* PROBLEM REQUIREMENTS: Please rewrite the data below, starting at the line that contains "Q: Pick out each instance of the red" and ending at the last line of the data, keeping the requests unchanged. Multiply every coordinate in the answers by 0.4 and round each result to a whole number, with halves rounded up.
======== ROWS ========
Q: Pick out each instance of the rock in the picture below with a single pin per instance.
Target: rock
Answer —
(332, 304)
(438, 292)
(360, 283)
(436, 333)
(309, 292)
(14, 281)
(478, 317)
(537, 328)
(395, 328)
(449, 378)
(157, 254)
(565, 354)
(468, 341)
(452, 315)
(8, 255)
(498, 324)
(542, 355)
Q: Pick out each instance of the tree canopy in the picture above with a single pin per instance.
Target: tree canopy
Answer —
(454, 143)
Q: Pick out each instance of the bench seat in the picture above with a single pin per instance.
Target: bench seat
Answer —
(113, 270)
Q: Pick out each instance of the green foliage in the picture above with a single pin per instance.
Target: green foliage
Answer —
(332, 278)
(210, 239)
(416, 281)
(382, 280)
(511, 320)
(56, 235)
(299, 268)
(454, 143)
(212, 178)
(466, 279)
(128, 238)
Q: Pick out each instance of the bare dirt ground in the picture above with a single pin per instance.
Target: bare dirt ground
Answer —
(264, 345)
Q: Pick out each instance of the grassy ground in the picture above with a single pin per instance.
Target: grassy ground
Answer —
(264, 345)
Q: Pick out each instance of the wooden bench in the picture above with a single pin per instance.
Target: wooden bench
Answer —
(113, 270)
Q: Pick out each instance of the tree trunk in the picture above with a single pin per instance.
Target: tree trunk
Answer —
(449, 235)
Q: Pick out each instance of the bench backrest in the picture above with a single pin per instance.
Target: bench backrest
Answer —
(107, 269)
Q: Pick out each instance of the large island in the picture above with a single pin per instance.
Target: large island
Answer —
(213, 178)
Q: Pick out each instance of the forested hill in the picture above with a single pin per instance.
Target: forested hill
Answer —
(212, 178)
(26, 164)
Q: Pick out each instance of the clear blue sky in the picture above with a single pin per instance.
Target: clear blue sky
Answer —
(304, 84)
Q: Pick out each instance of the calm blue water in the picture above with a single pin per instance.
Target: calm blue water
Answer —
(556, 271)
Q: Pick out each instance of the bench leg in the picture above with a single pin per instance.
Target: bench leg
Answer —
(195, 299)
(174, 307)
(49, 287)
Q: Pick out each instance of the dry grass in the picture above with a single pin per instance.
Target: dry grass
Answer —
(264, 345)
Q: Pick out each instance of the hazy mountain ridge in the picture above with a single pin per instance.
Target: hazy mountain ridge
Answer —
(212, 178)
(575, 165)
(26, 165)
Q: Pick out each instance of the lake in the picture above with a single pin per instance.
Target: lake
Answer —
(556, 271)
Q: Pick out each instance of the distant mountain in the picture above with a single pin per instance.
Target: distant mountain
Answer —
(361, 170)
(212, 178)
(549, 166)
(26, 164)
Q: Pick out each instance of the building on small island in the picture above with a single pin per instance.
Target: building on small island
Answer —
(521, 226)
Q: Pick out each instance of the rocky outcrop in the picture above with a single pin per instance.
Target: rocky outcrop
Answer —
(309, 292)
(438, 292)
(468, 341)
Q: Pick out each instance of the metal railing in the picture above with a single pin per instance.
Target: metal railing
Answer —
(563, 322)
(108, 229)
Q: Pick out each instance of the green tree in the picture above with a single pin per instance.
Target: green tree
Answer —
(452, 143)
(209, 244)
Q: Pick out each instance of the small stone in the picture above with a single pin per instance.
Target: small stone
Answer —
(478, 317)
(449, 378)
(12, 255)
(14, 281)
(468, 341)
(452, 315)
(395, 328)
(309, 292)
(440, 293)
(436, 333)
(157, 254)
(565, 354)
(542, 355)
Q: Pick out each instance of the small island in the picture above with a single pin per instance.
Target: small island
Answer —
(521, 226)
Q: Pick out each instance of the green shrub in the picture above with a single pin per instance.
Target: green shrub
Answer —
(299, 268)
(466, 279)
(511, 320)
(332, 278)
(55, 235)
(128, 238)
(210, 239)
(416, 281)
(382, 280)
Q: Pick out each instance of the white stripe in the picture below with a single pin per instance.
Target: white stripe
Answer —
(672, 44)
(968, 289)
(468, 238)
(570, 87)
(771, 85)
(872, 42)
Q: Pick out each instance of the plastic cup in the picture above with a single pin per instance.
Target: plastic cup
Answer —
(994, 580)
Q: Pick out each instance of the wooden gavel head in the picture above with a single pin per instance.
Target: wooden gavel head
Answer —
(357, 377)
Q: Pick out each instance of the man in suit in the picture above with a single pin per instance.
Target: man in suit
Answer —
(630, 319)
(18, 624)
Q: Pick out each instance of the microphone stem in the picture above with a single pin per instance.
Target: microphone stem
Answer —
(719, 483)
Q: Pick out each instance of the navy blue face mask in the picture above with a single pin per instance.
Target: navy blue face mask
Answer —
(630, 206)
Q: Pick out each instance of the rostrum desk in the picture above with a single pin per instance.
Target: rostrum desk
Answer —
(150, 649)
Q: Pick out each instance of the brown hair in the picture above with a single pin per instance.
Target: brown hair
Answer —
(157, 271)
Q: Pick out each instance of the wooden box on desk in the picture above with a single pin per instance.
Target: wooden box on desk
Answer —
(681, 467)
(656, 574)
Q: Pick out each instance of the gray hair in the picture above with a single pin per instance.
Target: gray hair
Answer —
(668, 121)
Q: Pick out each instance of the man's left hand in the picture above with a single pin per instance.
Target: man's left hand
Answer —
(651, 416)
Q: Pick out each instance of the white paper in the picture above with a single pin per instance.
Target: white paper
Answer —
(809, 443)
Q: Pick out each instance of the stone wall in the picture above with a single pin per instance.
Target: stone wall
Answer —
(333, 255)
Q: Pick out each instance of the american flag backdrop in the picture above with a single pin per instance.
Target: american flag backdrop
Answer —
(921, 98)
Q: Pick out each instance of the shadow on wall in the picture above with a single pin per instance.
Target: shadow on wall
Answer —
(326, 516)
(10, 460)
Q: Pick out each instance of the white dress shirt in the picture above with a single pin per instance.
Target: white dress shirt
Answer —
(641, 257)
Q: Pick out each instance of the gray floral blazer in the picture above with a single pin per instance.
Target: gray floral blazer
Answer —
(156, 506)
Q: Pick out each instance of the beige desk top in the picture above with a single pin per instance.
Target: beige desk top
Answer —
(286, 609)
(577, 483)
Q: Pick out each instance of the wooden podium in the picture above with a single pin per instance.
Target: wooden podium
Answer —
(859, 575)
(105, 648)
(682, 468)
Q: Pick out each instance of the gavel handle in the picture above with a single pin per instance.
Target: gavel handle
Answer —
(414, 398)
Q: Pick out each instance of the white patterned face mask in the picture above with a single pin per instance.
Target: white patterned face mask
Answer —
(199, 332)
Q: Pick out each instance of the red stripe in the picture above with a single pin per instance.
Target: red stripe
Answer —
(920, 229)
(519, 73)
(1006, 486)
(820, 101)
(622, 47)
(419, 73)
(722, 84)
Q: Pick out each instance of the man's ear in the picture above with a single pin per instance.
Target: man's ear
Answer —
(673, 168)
========
* ANSWER TO THE TASK:
Q: Pick out each instance of the red stripe in the picture above with a single pin per instance.
Target: red stripe
Answer —
(368, 92)
(208, 29)
(402, 194)
(328, 40)
(249, 19)
(168, 29)
(289, 34)
Q: Pick out each instance of the man's ear in the picture above with a single pin per instance.
Target: man's ear
Answer —
(269, 67)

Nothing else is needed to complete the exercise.